» **Task details**:
Which lines run from the line with "Pin a point on every instance of the woman in" to the end of the entries? Write out exactly those, leaving out the pictures.

___ Source data ___

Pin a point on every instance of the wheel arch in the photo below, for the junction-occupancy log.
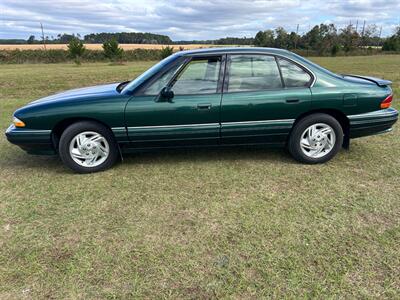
(59, 128)
(335, 113)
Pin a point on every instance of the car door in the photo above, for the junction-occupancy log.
(190, 117)
(262, 97)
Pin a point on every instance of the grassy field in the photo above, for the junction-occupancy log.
(100, 46)
(228, 223)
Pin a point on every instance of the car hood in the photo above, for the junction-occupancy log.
(98, 90)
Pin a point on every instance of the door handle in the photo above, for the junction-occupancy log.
(204, 106)
(292, 100)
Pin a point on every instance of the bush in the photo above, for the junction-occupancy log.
(112, 50)
(76, 49)
(166, 51)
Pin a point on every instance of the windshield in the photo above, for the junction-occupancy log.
(149, 73)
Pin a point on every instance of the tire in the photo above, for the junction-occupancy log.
(87, 147)
(315, 139)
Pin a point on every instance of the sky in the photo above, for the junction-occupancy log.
(189, 19)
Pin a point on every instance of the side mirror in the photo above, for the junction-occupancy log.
(166, 94)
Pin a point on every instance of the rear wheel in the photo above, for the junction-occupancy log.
(87, 147)
(316, 139)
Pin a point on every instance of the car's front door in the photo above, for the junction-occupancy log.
(262, 97)
(190, 117)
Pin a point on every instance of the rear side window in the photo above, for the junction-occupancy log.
(252, 73)
(200, 76)
(293, 75)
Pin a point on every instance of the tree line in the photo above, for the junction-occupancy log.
(327, 39)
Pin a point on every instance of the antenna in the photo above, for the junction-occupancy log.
(295, 41)
(44, 43)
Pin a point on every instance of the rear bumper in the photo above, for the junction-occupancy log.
(31, 140)
(371, 123)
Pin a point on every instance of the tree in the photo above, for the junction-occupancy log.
(264, 38)
(31, 39)
(76, 50)
(282, 38)
(350, 38)
(166, 51)
(112, 50)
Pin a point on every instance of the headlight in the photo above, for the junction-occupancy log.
(18, 123)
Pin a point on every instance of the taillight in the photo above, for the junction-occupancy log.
(387, 102)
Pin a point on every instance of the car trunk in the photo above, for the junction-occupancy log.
(367, 80)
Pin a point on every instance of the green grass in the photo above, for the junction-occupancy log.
(230, 223)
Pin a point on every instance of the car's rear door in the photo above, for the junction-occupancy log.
(258, 105)
(191, 117)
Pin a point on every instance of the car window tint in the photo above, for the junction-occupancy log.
(156, 87)
(199, 77)
(293, 75)
(253, 72)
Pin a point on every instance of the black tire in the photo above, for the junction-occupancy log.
(80, 127)
(295, 137)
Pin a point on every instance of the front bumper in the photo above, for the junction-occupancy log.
(33, 141)
(371, 123)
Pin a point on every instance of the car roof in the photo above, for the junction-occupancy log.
(227, 50)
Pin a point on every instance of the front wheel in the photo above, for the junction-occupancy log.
(87, 147)
(316, 139)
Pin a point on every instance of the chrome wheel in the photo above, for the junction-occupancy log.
(317, 140)
(89, 149)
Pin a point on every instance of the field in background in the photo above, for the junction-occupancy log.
(223, 223)
(99, 46)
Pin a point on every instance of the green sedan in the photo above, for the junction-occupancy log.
(209, 97)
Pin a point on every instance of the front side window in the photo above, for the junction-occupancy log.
(200, 76)
(293, 75)
(156, 87)
(253, 72)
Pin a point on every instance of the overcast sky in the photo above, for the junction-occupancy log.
(188, 19)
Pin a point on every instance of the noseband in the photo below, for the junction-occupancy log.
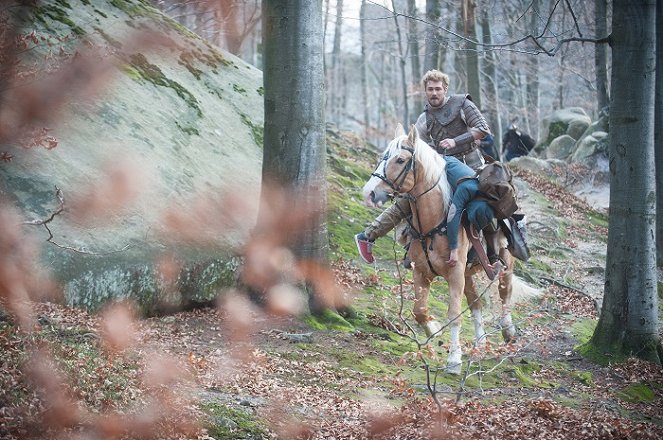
(397, 183)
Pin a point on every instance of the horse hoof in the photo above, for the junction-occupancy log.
(431, 327)
(509, 334)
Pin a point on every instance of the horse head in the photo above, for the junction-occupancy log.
(407, 163)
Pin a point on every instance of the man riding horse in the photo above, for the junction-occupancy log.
(453, 126)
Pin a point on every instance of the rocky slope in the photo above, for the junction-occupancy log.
(155, 121)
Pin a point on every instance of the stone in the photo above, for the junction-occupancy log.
(177, 128)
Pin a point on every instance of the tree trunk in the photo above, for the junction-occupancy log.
(492, 95)
(402, 63)
(472, 59)
(364, 69)
(414, 55)
(336, 81)
(294, 136)
(658, 137)
(601, 56)
(532, 108)
(628, 324)
(433, 36)
(459, 56)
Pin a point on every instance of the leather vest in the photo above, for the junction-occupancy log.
(446, 122)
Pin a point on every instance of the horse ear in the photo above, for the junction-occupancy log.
(413, 135)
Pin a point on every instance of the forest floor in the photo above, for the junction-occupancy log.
(235, 372)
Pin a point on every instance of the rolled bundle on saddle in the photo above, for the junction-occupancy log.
(497, 189)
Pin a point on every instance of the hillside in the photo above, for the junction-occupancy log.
(238, 372)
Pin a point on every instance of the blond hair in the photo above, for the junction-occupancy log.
(435, 75)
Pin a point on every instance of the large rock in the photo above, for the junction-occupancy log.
(592, 152)
(569, 121)
(177, 128)
(561, 147)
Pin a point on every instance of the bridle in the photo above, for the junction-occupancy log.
(397, 183)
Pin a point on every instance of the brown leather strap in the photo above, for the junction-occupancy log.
(481, 252)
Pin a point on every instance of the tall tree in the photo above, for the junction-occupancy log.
(601, 55)
(364, 67)
(414, 54)
(492, 108)
(433, 12)
(629, 317)
(472, 57)
(658, 130)
(336, 79)
(532, 108)
(402, 63)
(294, 136)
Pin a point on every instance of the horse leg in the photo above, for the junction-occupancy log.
(456, 280)
(420, 310)
(474, 302)
(505, 288)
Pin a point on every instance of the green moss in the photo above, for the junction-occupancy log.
(130, 8)
(601, 357)
(524, 372)
(56, 14)
(583, 329)
(153, 74)
(63, 3)
(186, 60)
(257, 131)
(110, 40)
(328, 320)
(584, 377)
(637, 392)
(225, 422)
(187, 129)
(598, 219)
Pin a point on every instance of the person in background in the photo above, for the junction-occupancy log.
(453, 126)
(516, 143)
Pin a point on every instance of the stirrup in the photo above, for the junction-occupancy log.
(364, 247)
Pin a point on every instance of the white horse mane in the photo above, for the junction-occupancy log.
(429, 162)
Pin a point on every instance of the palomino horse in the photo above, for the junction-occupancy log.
(410, 168)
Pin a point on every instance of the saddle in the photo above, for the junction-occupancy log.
(492, 270)
(516, 234)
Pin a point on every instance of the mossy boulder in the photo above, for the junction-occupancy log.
(178, 123)
(561, 147)
(569, 121)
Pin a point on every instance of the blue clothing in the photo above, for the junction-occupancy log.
(479, 212)
(487, 145)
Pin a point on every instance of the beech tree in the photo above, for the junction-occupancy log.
(628, 324)
(658, 130)
(294, 133)
(601, 55)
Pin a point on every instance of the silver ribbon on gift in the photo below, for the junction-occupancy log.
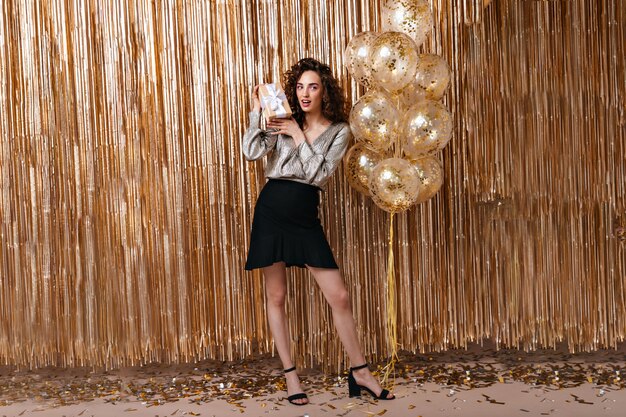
(274, 100)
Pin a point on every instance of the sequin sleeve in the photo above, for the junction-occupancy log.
(257, 142)
(319, 164)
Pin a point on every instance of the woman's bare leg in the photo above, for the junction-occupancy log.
(338, 298)
(276, 290)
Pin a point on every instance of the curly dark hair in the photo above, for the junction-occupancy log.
(334, 103)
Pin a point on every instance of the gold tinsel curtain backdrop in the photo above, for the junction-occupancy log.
(125, 202)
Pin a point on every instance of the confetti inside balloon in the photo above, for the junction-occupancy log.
(426, 129)
(374, 120)
(412, 17)
(394, 60)
(430, 172)
(431, 81)
(359, 164)
(357, 57)
(394, 185)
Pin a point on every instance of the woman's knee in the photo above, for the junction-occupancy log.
(340, 300)
(276, 296)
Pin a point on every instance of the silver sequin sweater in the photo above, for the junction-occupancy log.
(307, 163)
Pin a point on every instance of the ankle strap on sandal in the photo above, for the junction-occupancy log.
(356, 368)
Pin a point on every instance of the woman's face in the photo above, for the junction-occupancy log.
(310, 91)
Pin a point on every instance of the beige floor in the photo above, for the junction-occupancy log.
(479, 382)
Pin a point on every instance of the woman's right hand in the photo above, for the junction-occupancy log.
(256, 102)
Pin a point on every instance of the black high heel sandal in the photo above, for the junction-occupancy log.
(299, 396)
(355, 389)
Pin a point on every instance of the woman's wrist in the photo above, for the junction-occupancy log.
(299, 138)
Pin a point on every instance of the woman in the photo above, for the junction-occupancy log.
(304, 151)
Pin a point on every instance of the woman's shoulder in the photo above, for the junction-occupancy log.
(342, 128)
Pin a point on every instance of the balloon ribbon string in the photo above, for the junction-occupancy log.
(391, 311)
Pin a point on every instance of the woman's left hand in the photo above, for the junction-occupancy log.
(287, 127)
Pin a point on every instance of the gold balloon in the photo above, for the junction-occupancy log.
(430, 172)
(412, 17)
(393, 60)
(394, 185)
(358, 165)
(426, 129)
(374, 120)
(431, 81)
(357, 57)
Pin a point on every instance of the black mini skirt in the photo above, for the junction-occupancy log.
(286, 227)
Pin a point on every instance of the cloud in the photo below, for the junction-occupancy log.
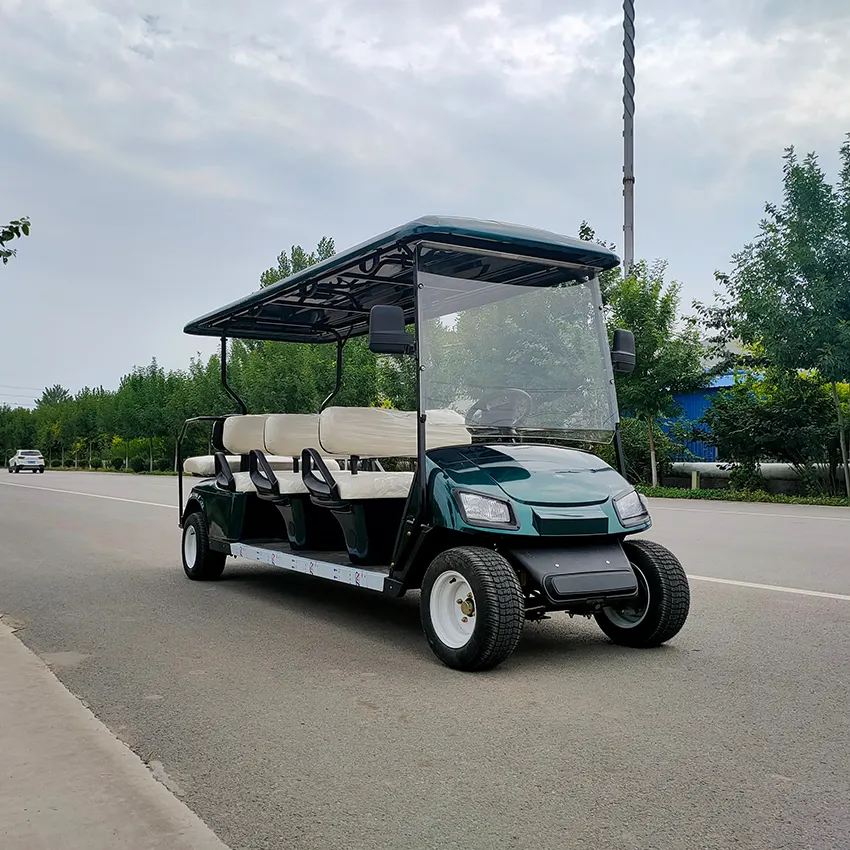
(292, 120)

___

» **Full solution**:
Pin a point on every instance of the woman in the photo above, for the junction-occupancy log.
(304, 151)
Pin a point on every instance of the woman's shoulder in the photo above, for the junction-occupancy log.
(342, 128)
Pin a point on every instance of the balloon ribbon string in the photo above, for the junction-occupancy log.
(391, 311)
Pin a point on every instance of the woman's left hand in the photo above, for the junction-occupancy log.
(287, 127)
Pin a point on every instance of the gold balloon in the photo above, for the junction-occupancy log.
(430, 172)
(412, 17)
(393, 60)
(394, 185)
(358, 165)
(426, 129)
(374, 120)
(431, 81)
(357, 57)
Pin a point on every instance of the black mini skirt in the photo above, for the junction-occupancy log.
(286, 227)
Pin a point on every instance of the cloud in the photo below, for the junction-occupancy log.
(292, 120)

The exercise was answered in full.